- READING TEXT:
Posted By: chriswallace187
Date Posted: January 02, 2009 at 7:36 PM
You too t&t!

-------------
C Renner's Auto Electronix
My service is cheap, quick, and good - pick any two




Posted By: tedmond
Date Posted: January 02, 2009 at 8:46 PM

i almost have as many post as you chris, i want an upgrade too, afterall i should get some recognition for being the youngest installler on this site. posted_image

btw, thanks for the info about the rs. i found in my garage an add on rs unit which i dont even know who made or or where i came from. you got anything that just sends out an aux signal? i just need to trigger that unit. i think its a DEI build but not sure.





Posted By: cpgoose
Date Posted: January 02, 2009 at 10:46 PM
Hey, thanks for the reply Chris...very helpful! I read the other post, too, by the supremely brilliant contributor ;) Thanks, that was good, too. So I guess that bypass module listed above is considered a "vehicle-specific data bypass", right?

Alright, so now I have a better understanding of Data-Link. Depending on which remote starter I pick, is it all the same idea, but with different names? Or do I have to get one that specifically has "Data-Link"?

Are there remote starters now that also have a "data-link" type hookup to the vehicle itself, too? Almost like when you install a headunit and you can use a wire harness so you don't have to make so many connections?

Thanks! (Sorry for all the questions)




Posted By: chriswallace187
Date Posted: January 03, 2009 at 9:41 AM
cpgoose wrote:

So I guess that bypass module listed above is considered a "vehicle-specific data bypass", right?

We are talking vehicle-specific data bypass here, yes.

cpgoose wrote:

Alright, so now I have a better understanding of Data-Link. Depending on which remote starter I pick, is it all the same idea, but with different names? Or do I have to get one that specifically has "Data-Link"?


I'll be honest and say I have no experience at all installing any data link system from any manufacturer with a direct data cable connection. I've done installs using bypasses which have that capability; however I've always just connected the individual wires.

I've done some research for this post and figure I'll have to try using a data cable for an install in the near future. Hopefully another contributor can make up for my lack of knowledge here in this regard.

Data link bypass manufacturers include Bypasskit(owned by Directed Electronics since 2007 sometime), Idatalink, and Fortin. To my knowledge that's all of them, and everyone else selling data bypasses simply rebadges one of those 3 manufacturers' products.

As far as the remote start brands which have the data link capability, the following names seem to pop up on bypass manufacturer websites - Audiovox, AutoPage, Compustar, Directed(Viper/Python), Astrostart, Code Alarm, and several others.

- MATERIAL PROVIDED:
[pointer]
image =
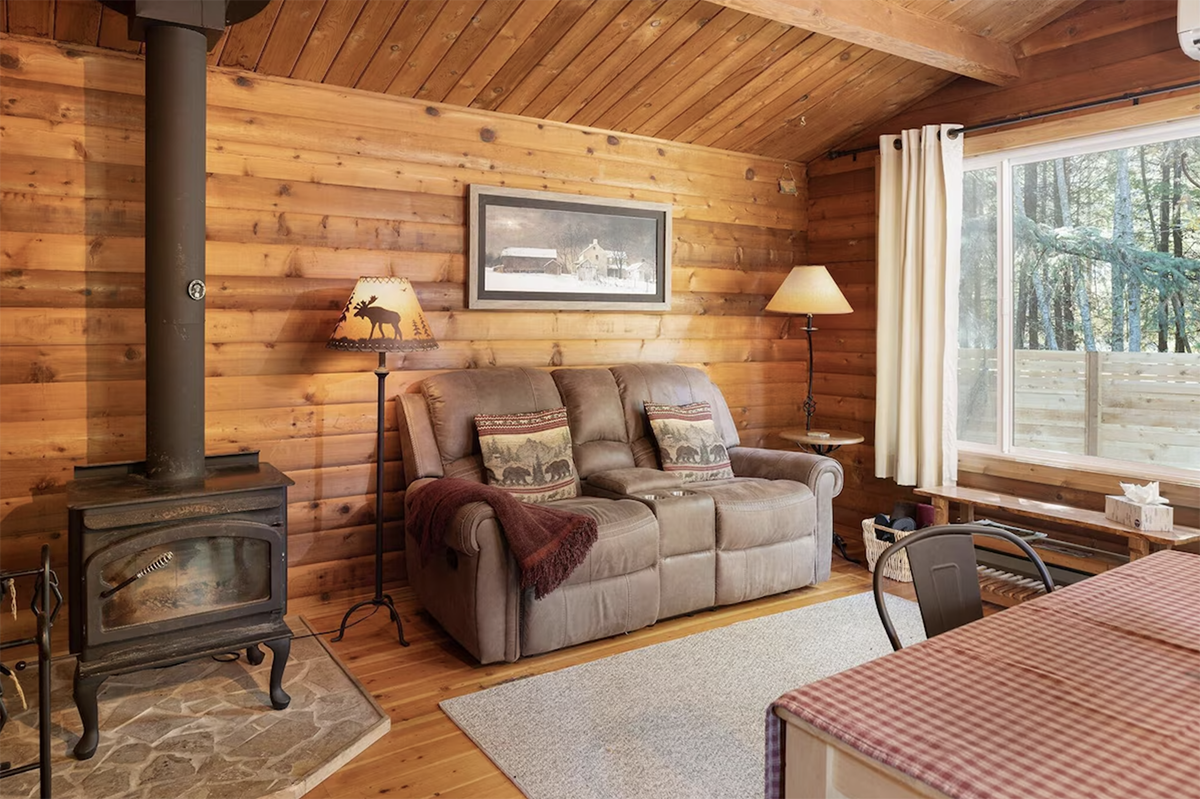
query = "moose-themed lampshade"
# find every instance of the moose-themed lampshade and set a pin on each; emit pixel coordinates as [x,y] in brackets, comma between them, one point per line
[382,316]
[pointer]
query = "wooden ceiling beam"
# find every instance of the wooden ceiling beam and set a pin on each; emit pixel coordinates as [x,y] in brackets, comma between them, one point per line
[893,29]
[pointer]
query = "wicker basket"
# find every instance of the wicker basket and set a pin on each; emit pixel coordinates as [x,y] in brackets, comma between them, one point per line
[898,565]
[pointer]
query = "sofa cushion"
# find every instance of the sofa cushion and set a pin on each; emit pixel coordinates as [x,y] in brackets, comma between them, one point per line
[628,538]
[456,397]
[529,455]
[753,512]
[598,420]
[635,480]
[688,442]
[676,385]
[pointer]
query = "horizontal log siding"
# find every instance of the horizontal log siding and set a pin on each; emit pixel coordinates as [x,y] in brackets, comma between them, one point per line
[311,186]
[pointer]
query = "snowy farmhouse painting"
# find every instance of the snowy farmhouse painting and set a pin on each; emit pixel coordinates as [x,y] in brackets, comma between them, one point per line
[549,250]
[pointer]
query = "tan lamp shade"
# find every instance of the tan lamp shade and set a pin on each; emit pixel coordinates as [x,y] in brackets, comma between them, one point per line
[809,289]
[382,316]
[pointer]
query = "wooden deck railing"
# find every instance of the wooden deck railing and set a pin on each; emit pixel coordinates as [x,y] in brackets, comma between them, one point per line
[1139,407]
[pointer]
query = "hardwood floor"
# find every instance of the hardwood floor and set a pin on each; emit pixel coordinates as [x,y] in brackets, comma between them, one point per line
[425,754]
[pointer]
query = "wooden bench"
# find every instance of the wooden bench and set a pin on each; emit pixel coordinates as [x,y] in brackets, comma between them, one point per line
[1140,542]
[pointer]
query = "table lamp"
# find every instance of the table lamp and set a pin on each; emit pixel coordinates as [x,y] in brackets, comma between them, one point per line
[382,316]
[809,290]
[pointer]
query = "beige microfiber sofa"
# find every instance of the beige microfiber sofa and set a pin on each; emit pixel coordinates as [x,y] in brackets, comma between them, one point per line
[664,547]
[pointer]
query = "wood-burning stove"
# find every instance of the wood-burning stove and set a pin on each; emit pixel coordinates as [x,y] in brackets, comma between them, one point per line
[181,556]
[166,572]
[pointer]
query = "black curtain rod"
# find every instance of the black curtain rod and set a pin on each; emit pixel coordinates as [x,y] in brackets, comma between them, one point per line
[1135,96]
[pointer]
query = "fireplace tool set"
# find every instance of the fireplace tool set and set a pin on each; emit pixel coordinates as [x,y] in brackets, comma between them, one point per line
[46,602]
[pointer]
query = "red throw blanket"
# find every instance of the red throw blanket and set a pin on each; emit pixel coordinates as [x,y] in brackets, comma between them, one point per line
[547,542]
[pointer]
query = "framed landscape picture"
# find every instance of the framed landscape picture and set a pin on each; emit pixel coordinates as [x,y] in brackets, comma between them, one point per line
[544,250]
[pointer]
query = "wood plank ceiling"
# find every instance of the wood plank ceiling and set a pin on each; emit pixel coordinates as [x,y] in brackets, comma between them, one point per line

- WHAT IS EXPECTED:
In the forum thread on remote starters, which company is said to have owned Bypasskit since 2007?

- OUTPUT:
Directed Electronics